_GIVEN ENTRIES_.
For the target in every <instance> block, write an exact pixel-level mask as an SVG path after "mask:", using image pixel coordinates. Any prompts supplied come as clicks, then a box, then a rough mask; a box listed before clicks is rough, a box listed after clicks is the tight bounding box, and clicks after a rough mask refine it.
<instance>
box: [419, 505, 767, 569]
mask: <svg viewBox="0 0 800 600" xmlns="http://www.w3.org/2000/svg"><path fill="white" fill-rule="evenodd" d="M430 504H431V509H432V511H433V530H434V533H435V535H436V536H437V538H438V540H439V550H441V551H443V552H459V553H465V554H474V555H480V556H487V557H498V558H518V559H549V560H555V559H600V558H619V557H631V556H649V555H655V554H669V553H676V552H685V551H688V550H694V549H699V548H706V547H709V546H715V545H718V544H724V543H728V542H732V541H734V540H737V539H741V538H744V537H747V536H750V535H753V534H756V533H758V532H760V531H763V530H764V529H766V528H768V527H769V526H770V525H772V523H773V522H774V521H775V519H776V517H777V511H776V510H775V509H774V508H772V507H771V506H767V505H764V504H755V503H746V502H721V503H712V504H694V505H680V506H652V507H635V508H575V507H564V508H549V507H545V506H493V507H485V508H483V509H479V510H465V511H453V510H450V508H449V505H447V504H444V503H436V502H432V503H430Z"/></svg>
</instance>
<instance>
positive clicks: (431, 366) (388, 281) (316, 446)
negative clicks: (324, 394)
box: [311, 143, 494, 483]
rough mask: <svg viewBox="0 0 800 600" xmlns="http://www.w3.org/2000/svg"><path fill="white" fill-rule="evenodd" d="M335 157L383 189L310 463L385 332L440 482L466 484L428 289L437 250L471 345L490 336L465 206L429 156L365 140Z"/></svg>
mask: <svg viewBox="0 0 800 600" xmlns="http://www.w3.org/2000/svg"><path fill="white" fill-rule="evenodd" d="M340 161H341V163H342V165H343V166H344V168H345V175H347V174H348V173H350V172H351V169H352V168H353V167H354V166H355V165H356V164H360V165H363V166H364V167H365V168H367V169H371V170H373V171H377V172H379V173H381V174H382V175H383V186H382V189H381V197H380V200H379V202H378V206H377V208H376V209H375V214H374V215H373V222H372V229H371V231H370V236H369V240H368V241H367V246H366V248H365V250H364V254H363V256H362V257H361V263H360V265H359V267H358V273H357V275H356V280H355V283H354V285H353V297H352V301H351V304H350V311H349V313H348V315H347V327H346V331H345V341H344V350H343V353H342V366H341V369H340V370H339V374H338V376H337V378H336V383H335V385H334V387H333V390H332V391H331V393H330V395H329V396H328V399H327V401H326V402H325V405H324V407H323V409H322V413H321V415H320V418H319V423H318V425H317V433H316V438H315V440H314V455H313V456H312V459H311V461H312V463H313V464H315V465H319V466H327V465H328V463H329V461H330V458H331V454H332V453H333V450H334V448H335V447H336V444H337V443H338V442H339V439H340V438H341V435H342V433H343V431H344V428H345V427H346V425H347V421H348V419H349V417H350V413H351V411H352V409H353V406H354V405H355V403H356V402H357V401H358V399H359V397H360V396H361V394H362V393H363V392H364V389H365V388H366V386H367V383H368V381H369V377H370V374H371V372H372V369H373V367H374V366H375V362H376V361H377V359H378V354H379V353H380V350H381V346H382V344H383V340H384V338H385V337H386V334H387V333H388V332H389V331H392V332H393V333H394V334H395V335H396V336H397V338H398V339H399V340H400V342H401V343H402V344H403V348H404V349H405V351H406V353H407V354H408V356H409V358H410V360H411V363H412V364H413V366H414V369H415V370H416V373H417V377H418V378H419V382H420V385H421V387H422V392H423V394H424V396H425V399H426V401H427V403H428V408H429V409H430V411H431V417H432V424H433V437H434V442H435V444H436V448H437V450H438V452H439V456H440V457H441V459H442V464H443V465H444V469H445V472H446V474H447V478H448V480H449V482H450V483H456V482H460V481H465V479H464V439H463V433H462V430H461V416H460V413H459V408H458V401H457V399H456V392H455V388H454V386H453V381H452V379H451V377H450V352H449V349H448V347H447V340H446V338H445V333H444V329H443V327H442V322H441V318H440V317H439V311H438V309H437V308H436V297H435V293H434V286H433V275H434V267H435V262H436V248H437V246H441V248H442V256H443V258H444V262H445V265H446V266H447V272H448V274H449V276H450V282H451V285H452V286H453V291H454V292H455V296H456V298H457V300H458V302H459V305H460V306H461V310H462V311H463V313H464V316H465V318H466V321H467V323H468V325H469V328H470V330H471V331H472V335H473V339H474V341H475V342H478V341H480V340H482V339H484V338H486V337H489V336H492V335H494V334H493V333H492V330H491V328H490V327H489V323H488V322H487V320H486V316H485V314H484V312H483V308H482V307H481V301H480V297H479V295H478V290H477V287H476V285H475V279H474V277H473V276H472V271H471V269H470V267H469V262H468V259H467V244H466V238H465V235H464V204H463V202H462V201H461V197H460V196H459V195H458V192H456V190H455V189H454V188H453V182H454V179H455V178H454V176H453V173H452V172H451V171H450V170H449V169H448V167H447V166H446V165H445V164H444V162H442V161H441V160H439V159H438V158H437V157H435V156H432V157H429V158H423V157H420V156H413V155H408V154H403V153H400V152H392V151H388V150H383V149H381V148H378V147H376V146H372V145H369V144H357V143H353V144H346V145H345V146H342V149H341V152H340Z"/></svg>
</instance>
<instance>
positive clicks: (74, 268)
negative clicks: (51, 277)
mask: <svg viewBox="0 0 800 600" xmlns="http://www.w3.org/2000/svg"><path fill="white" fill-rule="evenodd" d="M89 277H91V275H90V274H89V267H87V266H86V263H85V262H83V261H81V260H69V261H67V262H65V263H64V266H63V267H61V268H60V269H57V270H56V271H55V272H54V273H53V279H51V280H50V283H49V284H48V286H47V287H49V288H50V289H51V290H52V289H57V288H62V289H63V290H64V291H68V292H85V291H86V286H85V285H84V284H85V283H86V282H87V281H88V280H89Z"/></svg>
...
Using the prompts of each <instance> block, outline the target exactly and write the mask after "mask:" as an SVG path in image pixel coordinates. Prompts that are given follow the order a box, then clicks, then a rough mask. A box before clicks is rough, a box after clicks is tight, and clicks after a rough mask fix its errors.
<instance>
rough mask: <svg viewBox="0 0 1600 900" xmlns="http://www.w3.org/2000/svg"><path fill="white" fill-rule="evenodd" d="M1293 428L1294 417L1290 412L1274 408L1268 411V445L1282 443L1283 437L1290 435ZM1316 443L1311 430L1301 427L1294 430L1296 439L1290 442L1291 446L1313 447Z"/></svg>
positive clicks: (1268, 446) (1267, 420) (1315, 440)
--
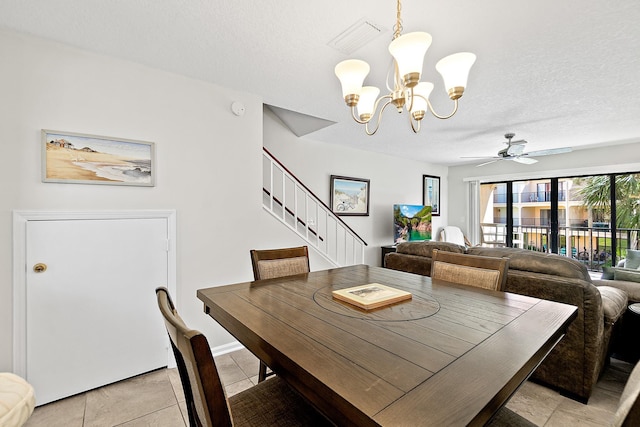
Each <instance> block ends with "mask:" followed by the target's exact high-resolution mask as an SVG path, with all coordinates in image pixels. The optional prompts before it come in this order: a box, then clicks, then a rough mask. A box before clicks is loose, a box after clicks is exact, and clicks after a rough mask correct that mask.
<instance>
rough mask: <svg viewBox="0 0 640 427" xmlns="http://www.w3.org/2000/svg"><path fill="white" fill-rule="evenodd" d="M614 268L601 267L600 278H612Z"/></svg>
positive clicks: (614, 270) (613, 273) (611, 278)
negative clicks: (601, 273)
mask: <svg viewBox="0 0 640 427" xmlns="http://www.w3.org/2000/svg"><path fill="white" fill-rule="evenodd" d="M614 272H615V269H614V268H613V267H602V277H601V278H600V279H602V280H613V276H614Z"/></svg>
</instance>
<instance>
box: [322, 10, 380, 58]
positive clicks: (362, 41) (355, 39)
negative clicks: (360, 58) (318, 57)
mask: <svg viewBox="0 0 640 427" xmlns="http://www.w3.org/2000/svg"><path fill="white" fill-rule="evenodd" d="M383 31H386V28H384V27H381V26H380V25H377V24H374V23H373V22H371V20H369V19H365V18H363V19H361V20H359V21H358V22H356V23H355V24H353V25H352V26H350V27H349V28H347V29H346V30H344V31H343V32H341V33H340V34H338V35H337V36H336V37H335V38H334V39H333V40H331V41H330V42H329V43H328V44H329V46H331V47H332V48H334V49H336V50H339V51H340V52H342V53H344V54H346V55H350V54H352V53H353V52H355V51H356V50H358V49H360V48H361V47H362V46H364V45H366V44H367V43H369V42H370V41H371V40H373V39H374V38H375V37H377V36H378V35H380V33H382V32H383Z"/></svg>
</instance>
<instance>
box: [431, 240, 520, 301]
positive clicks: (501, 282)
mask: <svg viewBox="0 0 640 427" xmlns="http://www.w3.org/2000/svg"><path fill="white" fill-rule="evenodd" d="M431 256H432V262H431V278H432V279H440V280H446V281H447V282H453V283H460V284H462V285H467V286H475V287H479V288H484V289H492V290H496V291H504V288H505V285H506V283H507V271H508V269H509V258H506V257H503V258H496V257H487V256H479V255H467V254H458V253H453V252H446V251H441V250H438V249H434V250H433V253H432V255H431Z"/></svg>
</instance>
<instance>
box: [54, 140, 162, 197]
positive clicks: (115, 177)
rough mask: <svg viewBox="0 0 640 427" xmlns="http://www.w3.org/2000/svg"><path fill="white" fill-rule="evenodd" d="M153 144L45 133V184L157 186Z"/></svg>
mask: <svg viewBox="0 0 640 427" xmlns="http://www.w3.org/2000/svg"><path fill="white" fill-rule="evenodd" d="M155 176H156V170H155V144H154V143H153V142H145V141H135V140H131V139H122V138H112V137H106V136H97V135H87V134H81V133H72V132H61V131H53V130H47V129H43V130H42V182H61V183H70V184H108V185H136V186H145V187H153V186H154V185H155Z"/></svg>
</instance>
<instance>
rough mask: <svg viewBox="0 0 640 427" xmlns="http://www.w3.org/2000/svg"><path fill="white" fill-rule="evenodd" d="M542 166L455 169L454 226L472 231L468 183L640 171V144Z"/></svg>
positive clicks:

_THE TASK_. Restate word for word the lines of the data above, starting at the line containing "positive clicks: (431, 366)" and ending at the line containing "box: [311, 143, 494, 483]", both included, and nothing more.

_RESULT FOR THIS TASK_.
positive clicks: (431, 366) (388, 281) (316, 446)
negative clicks: (324, 394)
box: [311, 143, 494, 483]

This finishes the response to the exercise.